- _ENTRIES SUPPLIED_

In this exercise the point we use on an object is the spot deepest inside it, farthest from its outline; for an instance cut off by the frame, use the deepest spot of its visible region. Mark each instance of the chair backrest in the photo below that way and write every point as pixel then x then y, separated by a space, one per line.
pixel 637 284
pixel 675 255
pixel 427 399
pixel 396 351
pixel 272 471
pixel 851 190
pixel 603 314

- _REQUIRED TASK_
Copy every item above line for line, keeping each word, number, and space unchanged.

- _RESPONSE TO THE TASK_
In this exercise the point we use on an object is the spot deepest inside it, farthest from its outline; for an instance cut off by the frame, use the deepest spot of its visible region. Mark each instance of the chair backrest in the photo below that way and write every point as pixel then x then y, separated by a space, one per line.
pixel 637 284
pixel 675 255
pixel 427 399
pixel 396 351
pixel 272 471
pixel 851 190
pixel 603 314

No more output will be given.